Goal of the exercise:
Count the lines below that contain the word "small" and reply with only that number.

Given information:
************
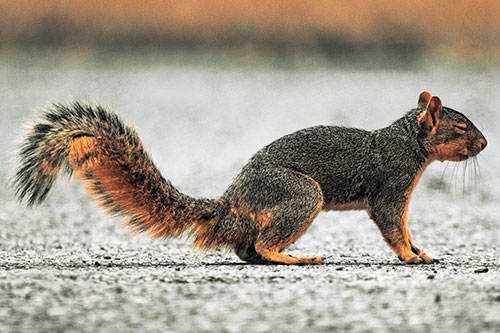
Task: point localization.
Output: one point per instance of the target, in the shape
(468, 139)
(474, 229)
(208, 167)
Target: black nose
(483, 143)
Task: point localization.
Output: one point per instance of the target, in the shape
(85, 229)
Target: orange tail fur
(96, 146)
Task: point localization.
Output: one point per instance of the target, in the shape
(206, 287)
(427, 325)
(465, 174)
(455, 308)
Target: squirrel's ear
(429, 119)
(423, 99)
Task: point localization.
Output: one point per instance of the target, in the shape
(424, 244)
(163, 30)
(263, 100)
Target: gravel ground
(67, 267)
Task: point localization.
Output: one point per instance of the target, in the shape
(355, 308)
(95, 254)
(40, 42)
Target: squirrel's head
(448, 135)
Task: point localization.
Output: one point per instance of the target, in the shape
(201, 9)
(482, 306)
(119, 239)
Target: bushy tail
(96, 146)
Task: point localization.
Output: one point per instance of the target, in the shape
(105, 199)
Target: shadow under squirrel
(276, 195)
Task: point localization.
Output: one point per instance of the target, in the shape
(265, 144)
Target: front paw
(426, 259)
(422, 258)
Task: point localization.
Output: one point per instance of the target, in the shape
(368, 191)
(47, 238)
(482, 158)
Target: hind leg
(298, 207)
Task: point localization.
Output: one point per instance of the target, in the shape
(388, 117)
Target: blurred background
(461, 30)
(209, 82)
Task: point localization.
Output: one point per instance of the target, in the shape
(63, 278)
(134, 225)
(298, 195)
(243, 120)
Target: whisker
(442, 185)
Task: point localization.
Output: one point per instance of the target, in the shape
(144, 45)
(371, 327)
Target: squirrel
(276, 195)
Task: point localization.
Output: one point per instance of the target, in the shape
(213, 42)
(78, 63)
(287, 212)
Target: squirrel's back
(276, 195)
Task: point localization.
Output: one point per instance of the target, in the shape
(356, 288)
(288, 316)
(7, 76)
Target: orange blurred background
(461, 29)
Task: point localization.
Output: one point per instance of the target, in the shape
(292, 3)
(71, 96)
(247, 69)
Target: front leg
(390, 218)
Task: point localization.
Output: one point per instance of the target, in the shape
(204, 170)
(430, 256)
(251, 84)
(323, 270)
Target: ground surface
(65, 266)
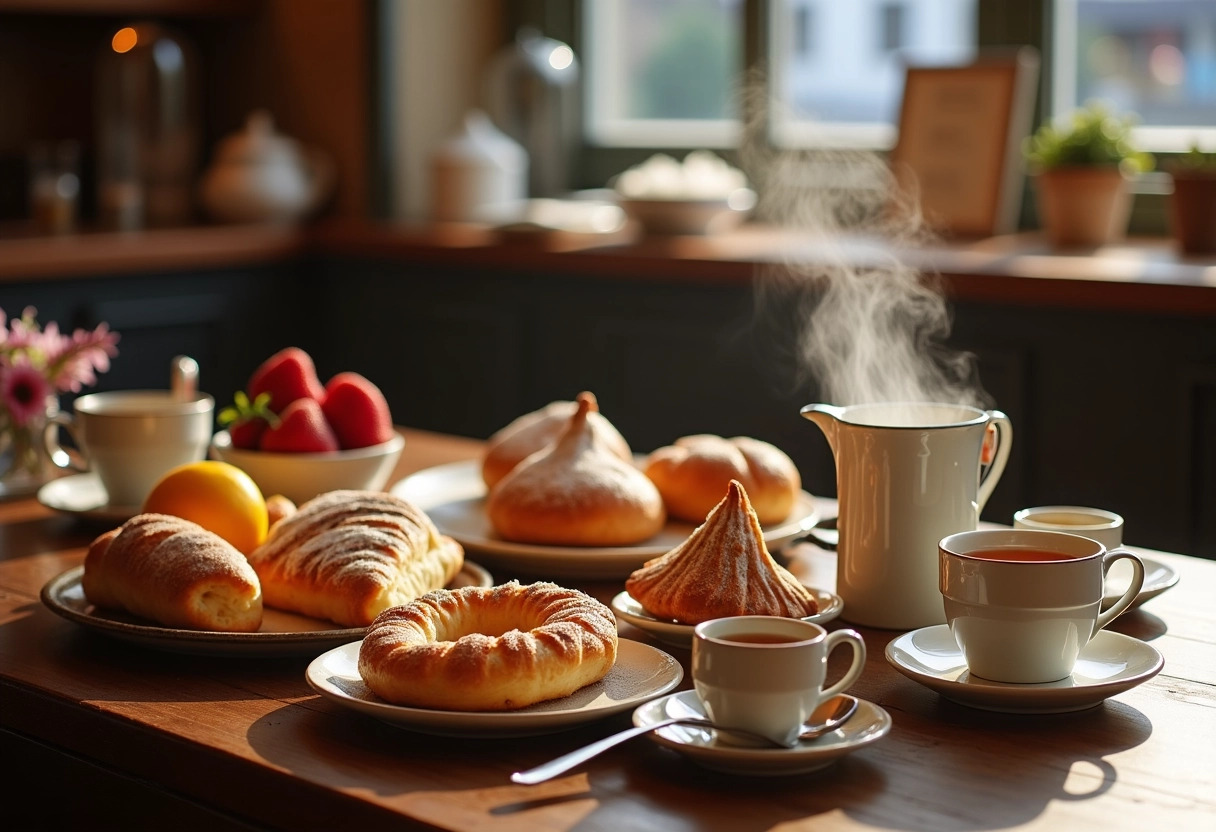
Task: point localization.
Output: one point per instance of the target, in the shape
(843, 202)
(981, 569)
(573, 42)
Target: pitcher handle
(991, 474)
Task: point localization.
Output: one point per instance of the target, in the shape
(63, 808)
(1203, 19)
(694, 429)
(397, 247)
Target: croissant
(576, 493)
(175, 573)
(532, 432)
(721, 569)
(348, 555)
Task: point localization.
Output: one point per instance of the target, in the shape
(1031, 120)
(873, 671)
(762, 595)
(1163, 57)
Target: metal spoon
(843, 707)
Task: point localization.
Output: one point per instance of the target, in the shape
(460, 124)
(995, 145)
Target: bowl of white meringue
(699, 196)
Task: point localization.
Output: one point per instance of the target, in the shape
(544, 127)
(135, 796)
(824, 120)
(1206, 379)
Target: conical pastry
(576, 493)
(722, 568)
(532, 432)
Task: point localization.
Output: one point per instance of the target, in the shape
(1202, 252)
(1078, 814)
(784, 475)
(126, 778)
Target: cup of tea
(1023, 602)
(765, 674)
(1103, 526)
(131, 438)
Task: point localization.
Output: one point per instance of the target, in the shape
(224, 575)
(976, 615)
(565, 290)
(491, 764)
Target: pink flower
(23, 393)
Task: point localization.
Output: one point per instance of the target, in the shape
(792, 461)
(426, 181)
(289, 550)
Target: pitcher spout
(828, 417)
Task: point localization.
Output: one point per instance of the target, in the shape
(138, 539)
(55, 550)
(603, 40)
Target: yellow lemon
(219, 496)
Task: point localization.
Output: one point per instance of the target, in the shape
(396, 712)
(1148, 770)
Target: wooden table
(96, 730)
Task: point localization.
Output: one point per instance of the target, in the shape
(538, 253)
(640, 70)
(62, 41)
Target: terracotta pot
(1193, 211)
(1082, 206)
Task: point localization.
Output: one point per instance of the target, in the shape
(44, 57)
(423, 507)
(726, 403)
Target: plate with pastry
(722, 568)
(317, 580)
(437, 667)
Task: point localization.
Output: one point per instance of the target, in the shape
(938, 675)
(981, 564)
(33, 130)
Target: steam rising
(867, 327)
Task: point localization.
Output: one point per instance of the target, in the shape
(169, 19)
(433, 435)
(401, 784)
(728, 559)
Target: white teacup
(765, 674)
(1023, 602)
(131, 438)
(1103, 526)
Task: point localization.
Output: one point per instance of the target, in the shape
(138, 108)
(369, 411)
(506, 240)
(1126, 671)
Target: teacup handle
(1132, 590)
(1002, 434)
(61, 456)
(859, 659)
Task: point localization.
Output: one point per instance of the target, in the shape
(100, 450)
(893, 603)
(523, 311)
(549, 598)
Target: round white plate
(281, 634)
(680, 635)
(1158, 578)
(641, 673)
(454, 496)
(703, 746)
(1109, 664)
(83, 495)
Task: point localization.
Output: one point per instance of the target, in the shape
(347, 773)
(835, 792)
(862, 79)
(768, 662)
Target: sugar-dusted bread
(538, 429)
(693, 473)
(721, 569)
(576, 493)
(175, 573)
(347, 556)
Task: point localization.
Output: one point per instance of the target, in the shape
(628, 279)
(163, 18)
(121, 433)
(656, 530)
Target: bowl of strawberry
(299, 438)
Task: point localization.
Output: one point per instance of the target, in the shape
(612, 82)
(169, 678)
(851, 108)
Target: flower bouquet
(37, 364)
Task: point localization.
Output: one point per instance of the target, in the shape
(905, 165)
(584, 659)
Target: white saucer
(1158, 578)
(1109, 664)
(870, 724)
(680, 635)
(83, 495)
(641, 673)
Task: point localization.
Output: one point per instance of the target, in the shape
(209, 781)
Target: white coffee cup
(1103, 526)
(1022, 603)
(131, 438)
(765, 674)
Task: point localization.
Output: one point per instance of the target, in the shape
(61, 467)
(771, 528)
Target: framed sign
(958, 152)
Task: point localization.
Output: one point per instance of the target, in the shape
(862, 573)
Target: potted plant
(1080, 170)
(1193, 202)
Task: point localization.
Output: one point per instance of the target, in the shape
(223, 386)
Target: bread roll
(347, 556)
(538, 429)
(693, 473)
(724, 568)
(576, 493)
(175, 573)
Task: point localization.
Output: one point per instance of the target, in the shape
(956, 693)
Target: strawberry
(302, 429)
(246, 420)
(287, 375)
(356, 410)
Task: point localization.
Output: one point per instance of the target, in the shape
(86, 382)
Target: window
(1152, 57)
(665, 73)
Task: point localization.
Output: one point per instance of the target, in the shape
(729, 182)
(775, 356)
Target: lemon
(219, 496)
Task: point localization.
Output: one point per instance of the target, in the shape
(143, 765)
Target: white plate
(702, 746)
(641, 673)
(1109, 664)
(83, 495)
(680, 635)
(281, 634)
(454, 496)
(1158, 578)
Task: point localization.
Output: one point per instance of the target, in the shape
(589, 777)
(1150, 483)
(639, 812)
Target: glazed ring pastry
(495, 648)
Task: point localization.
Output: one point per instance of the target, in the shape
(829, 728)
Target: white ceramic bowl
(692, 217)
(300, 477)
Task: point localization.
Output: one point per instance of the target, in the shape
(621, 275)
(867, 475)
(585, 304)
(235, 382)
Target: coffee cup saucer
(84, 496)
(1109, 664)
(703, 746)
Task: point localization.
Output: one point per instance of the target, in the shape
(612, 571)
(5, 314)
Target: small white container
(477, 169)
(1098, 524)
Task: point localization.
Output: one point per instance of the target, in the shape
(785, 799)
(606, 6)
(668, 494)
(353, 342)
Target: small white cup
(131, 438)
(1023, 602)
(765, 674)
(1103, 526)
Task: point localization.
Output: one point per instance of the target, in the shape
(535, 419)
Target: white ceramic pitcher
(907, 476)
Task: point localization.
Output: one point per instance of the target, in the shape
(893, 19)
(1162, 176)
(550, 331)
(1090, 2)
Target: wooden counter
(112, 735)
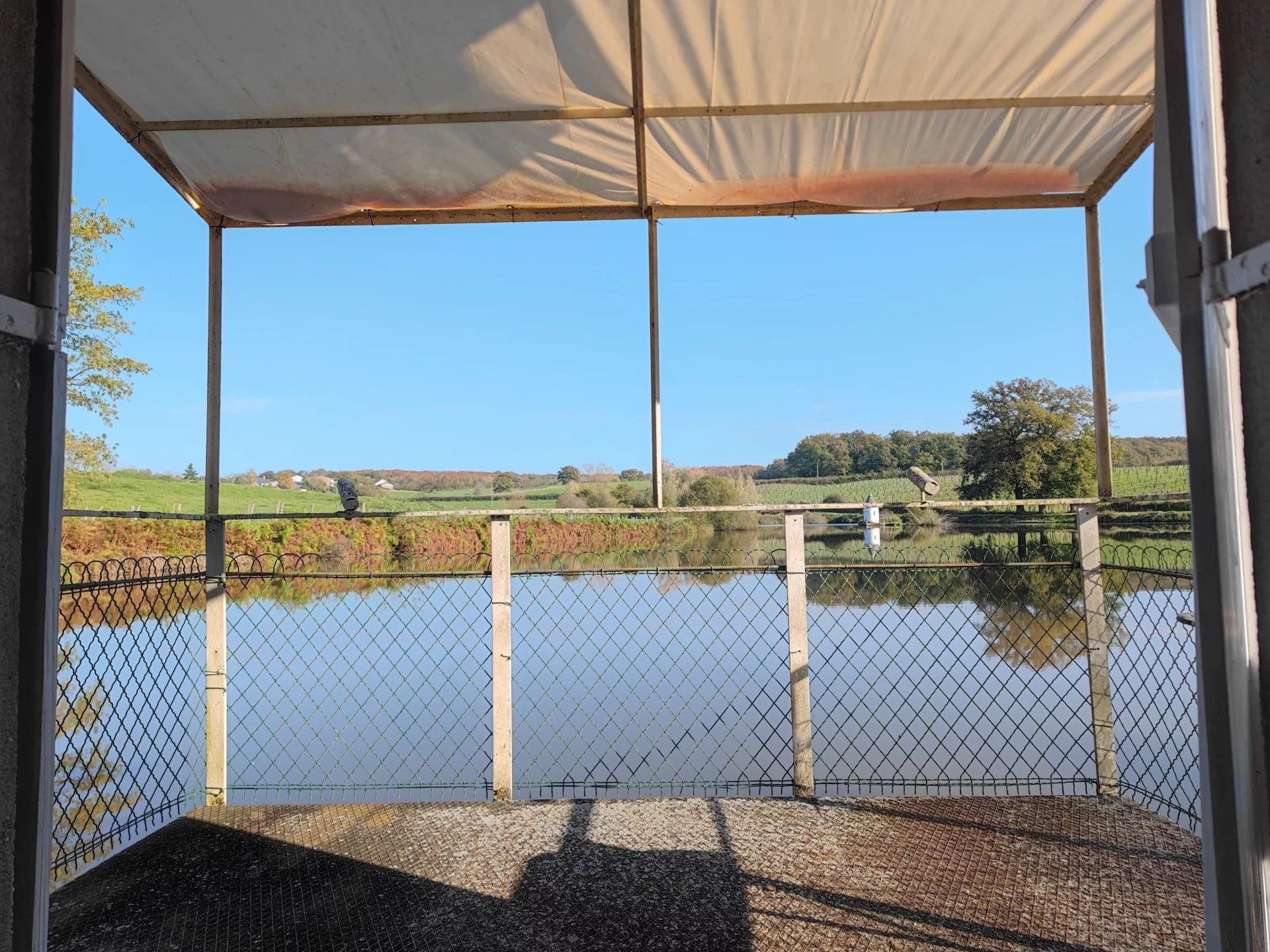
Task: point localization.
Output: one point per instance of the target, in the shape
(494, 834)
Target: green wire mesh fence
(951, 668)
************
Expected output:
2